— BEGIN Document passage —

Thursday, December 8, 2016

X-Files: S1, E9: Space

Today, the world mourns John Glenn, the first American to orbit Earth. There is also something to be said for a person who goes "I'm 77, and I'm going to space." You go Glenn!

That said, it seems appropriate then to resume my X-Files reviews, and with the very appropriate "Space", in which an astronaut is possessed by that goofy not-face from Mars.

In 1977, they found water on Mars. Insert your own Doctor Who joke here.

Lieutenant Colonel Belt is having some flashbacks to being In Space, especially as he ran into the Mars face during a spacewalk. Meanwhile, Mulder and Scully are investigating possible sabotage at NASA. Someone doesn't want people going to space, and we're assuming its aliens, even though they seem to have no problem hanging around Earth, pretending like they pay rent. 

I Googled "Why don't aliens pay rent for air space". Was not disappointed.

They hang out with the Obviously Sketchy Belt, and the launch goes fine, but then they lose contact with the astronauts. I mean, it is starting to sound like a Doctor Who episode, but unfortunately the Doctor does not show up, nor does he try to fit himself and two other people into a very tiny space shuttle. Also, now Michelle Generoo, communications commander, is seeing an alien face. Belt makes decisions that everyone thinks are bad, but actually sound like decent ideas, but he's bad because this is the program's "last chance". Granted, we haven't been too interested in our space programs lately, but still. It wasn't like NASA was going to call it quits over one bad mission. I mean, one got exploded and they kept on going.

— END Document passage —
— BEGIN Records —

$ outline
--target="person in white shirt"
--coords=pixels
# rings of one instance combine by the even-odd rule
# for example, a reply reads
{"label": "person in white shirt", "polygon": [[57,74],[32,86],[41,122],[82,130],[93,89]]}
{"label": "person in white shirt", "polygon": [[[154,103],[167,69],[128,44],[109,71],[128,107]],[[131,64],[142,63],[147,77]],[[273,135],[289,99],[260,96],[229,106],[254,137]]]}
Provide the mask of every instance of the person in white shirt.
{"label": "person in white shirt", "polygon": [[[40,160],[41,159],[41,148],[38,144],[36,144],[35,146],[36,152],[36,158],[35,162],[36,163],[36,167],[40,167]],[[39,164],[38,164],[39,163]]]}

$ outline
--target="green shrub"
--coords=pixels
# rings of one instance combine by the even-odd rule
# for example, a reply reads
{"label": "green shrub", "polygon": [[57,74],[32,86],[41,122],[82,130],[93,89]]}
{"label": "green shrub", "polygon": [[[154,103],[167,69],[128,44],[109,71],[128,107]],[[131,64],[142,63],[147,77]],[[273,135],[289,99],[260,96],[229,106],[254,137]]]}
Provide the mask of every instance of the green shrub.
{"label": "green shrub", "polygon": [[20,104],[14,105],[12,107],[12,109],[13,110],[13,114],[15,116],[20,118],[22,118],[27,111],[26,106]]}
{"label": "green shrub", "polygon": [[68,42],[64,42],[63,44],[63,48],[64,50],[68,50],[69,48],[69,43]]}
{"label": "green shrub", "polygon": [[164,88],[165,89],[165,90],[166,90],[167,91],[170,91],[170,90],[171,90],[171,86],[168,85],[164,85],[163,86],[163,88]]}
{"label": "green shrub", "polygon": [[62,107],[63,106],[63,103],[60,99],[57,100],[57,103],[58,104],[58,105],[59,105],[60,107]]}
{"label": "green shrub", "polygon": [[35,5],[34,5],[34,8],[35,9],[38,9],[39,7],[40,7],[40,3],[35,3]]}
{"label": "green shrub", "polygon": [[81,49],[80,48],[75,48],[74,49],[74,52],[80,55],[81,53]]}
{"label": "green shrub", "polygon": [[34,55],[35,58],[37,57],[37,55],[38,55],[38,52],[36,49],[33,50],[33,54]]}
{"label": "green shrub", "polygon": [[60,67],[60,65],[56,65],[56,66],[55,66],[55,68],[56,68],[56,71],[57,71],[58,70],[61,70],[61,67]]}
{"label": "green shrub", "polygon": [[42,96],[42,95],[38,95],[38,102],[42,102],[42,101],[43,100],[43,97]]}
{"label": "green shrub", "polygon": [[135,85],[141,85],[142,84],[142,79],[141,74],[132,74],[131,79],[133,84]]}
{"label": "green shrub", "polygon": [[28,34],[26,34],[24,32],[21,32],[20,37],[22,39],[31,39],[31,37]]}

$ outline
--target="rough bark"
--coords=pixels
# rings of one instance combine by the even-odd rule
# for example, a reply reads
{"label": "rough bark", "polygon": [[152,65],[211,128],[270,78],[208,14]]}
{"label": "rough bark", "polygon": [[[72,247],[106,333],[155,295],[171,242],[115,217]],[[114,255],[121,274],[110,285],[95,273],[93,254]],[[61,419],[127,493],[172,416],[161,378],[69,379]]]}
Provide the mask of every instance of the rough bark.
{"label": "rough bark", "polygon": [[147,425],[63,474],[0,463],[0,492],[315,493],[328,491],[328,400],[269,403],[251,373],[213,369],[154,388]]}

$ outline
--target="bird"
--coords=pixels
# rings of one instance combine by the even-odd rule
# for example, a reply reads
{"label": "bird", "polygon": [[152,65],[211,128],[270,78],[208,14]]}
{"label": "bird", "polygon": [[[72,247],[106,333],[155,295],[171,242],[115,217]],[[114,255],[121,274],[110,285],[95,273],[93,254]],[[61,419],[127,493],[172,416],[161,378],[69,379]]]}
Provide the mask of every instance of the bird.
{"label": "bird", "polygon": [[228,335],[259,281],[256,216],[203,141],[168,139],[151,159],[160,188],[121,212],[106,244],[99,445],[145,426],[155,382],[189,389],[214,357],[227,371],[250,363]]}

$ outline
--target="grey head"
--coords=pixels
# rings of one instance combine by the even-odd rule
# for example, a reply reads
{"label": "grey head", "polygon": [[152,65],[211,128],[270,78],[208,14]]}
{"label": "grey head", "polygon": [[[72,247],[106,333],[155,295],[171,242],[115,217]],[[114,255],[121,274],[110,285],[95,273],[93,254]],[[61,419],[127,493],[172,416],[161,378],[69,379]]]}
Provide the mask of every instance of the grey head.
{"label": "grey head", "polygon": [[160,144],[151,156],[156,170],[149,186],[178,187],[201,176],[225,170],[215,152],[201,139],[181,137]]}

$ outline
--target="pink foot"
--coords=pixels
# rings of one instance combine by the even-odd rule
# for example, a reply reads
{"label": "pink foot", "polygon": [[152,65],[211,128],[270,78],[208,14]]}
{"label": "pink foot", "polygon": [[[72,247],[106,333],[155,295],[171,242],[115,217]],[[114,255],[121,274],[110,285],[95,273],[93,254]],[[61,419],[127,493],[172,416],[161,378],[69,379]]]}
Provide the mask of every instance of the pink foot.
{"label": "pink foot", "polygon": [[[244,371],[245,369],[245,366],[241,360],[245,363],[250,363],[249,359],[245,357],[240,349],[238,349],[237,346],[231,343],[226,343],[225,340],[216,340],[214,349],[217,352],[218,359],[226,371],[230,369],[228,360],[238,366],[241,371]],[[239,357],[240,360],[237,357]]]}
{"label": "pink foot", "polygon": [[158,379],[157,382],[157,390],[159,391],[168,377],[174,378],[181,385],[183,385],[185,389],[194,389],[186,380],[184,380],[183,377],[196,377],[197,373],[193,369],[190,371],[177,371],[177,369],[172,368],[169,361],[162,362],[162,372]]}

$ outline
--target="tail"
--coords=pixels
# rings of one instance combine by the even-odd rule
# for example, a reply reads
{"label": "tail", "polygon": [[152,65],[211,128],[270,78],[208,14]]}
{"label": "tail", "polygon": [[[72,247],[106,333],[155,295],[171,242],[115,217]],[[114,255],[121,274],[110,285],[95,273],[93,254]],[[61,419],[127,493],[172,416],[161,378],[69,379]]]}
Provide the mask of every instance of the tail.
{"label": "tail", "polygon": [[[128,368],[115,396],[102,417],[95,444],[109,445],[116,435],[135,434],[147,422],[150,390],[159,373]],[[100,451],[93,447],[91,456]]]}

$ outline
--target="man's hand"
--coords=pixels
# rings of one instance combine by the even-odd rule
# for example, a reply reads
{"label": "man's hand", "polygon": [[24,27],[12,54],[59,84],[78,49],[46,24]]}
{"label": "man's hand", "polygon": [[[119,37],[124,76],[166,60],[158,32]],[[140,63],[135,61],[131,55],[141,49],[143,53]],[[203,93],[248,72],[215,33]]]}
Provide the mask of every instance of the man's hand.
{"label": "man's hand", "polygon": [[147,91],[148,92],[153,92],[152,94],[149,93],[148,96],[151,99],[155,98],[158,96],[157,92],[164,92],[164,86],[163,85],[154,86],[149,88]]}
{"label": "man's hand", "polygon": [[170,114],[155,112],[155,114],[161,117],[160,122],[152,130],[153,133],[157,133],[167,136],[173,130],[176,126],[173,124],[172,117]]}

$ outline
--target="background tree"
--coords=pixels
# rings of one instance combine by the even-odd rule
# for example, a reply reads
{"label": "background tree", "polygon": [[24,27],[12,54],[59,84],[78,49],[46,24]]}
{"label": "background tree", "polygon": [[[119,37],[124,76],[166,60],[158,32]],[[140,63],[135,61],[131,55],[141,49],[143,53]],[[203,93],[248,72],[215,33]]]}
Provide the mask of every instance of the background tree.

— END Records —

## [Task 1]
Answer these questions about the X-Files review:
(a) Which season and episode does the review cover?
(b) Whom does the world mourn at the start of the review?
(c) What is Michelle Generoo's position?
## [Task 2]
Transcribe the X-Files review word for word from "Thursday, December 8, 2016" to "they pay rent.".

## [Written reply 1]
(a) Season 1, Episode 9, "Space"
(b) John Glenn, the first American to orbit Earth
(c) Communications commander

## [Written reply 2]
Thursday, December 8, 2016

X-Files: S1, E9: Space

Today, the world mourns John Glenn, the first American to orbit Earth. There is also something to be said for a person who goes "I'm 77, and I'm going to space." You go Glenn!

That said, it seems appropriate then to resume my X-Files reviews, and with the very appropriate "Space", in which an astronaut is possessed by that goofy not-face from Mars.

In 1977, they found water on Mars. Insert your own Doctor Who joke here.

Lieutenant Colonel Belt is having some flashbacks to being In Space, especially as he ran into the Mars face during a spacewalk. Meanwhile, Mulder and Scully are investigating possible sabotage at NASA. Someone doesn't want people going to space, and we're assuming its aliens, even though they seem to have no problem hanging around Earth, pretending like they pay rent.